Exercise objective:
From the listing below, copy out every line that contains the word "trunk".

Items:
+---+
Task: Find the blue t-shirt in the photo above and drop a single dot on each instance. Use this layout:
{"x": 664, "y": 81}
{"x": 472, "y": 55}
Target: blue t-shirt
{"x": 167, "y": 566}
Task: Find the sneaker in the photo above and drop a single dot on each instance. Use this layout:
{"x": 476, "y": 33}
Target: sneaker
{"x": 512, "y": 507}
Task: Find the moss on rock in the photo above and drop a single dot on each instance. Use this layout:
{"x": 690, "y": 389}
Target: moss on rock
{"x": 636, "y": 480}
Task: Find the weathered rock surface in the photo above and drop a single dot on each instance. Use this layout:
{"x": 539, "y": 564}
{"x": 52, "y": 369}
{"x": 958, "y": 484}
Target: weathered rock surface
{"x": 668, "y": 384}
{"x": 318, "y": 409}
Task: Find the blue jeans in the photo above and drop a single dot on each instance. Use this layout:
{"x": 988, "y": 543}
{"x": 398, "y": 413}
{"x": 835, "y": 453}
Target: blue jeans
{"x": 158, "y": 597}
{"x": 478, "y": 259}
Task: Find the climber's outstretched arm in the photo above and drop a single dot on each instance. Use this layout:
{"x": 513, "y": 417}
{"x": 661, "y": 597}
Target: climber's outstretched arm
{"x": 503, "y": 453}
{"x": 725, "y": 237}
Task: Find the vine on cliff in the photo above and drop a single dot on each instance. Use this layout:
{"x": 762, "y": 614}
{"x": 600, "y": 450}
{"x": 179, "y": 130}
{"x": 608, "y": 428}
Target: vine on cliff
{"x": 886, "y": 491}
+---+
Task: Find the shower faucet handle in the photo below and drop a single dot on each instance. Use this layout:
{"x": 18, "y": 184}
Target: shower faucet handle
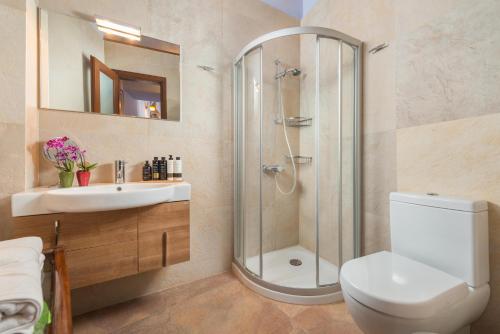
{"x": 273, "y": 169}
+---+
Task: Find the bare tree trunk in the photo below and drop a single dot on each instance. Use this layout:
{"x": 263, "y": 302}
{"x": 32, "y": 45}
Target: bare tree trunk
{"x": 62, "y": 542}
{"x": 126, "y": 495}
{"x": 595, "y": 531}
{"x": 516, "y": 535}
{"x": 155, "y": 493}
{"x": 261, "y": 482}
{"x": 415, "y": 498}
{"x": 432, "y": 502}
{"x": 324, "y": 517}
+---+
The answer:
Task: Find the bare tree trunk in the photo below and drop a single dot on each instance. Use this layout:
Target: bare tree trunk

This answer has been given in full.